Task
All lines below are to be transcribed exactly.

Information shown
- - - -

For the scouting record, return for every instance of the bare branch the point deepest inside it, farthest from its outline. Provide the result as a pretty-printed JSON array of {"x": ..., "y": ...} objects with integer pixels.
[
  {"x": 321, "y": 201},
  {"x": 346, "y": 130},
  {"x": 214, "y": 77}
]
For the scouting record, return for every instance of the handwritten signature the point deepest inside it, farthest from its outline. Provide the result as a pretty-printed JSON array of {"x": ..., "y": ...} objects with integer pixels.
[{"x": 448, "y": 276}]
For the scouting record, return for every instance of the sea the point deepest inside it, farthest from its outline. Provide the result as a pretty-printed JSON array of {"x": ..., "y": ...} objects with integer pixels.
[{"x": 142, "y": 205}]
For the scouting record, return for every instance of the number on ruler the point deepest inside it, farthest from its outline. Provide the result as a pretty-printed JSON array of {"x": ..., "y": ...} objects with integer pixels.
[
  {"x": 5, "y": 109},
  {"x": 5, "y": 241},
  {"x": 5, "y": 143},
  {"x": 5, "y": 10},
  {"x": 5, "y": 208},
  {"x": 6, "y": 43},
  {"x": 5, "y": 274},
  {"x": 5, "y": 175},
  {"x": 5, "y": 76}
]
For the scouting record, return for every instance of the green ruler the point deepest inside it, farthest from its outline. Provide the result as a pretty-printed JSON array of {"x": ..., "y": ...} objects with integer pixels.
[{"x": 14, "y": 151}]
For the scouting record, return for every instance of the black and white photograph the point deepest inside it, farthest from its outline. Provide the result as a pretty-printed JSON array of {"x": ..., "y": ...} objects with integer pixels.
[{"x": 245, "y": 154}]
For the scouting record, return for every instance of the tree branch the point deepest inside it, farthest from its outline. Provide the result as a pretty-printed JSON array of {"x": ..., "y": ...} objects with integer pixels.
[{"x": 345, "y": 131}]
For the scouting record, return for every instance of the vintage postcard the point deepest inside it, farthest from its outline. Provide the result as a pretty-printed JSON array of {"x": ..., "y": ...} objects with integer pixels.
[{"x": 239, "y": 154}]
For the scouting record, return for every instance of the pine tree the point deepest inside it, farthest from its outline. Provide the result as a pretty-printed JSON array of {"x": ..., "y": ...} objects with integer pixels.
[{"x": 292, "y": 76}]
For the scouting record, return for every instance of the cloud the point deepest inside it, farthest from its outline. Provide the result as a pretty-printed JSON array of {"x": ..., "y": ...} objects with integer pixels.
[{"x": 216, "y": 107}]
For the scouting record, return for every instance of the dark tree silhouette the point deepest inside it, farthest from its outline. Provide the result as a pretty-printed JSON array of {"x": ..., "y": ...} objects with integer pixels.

- - - -

Exercise solution
For the scouting record, return for every instance of the bare branch the point deepest inside it, farthest from its outline. Provide the result as a pretty-printed JSON array of {"x": ..., "y": ...} objects with integer pixels.
[
  {"x": 321, "y": 201},
  {"x": 346, "y": 130},
  {"x": 214, "y": 77}
]
For the scouting record, return for every instance of the handwritten signature the point deepest inside it, farthest from its outline. Provide the result as a pretty-printed JSON array of {"x": ..., "y": ...} objects with integer pixels.
[{"x": 448, "y": 276}]
For the scouting record, return for every instance of the sea the point deepest inside it, farthest from its outline. Provide the result as a pretty-printed JSON array of {"x": ..., "y": ...} objects with integer pixels.
[{"x": 142, "y": 205}]
For the scouting record, return for every instance of the number on ruler the point deepest inside it, farthest from its outline. Provide the result as a pretty-printed JSON array of {"x": ..., "y": ...} objects with integer pixels.
[
  {"x": 5, "y": 109},
  {"x": 5, "y": 241},
  {"x": 5, "y": 143},
  {"x": 5, "y": 10},
  {"x": 5, "y": 208},
  {"x": 6, "y": 43},
  {"x": 5, "y": 274},
  {"x": 5, "y": 175},
  {"x": 5, "y": 76}
]
For the scouting record, return for every instance of the green ruler the point deepest inside it, farthest from its outline. Provide the result as a pretty-printed JSON array of {"x": ..., "y": ...} objects with integer pixels.
[{"x": 14, "y": 151}]
For the scouting record, return for every instance of the black and white photograph the point deepest inside it, farthest from its outline. Provide the result as a pretty-printed JSON array of {"x": ..., "y": ...} objects with integer pixels.
[{"x": 245, "y": 154}]
For the scouting record, return for every instance of the tree branch the point deepest inside it, farthest from its outline. Provide the result as a pretty-printed JSON array of {"x": ..., "y": ...} objects with integer pixels.
[{"x": 345, "y": 131}]
For the scouting record, return for every instance of the vintage postcard the point deepest inside it, farthest from its outline. Provide the result as a pretty-printed JSON array of {"x": ..., "y": ...} objects with integer pixels.
[{"x": 239, "y": 154}]
For the scouting record, return for every instance of the pine tree the point deepest inside it, farthest from its outline. Provide the result as a pretty-printed JSON array of {"x": ..., "y": ...} objects with integer pixels.
[{"x": 292, "y": 76}]
For the scouting record, return for every instance of the cloud the point deepest inside it, farthest from its outline. Provide the result as a pretty-printed JSON array of {"x": ..., "y": ...} objects with integer pixels.
[{"x": 216, "y": 107}]
For the scouting record, return for every instance of the dark tree silhouette the point deepest inside it, farthest from its outline. Provide the result as a pretty-printed JSON array of {"x": ..., "y": ...} objects with integer pixels.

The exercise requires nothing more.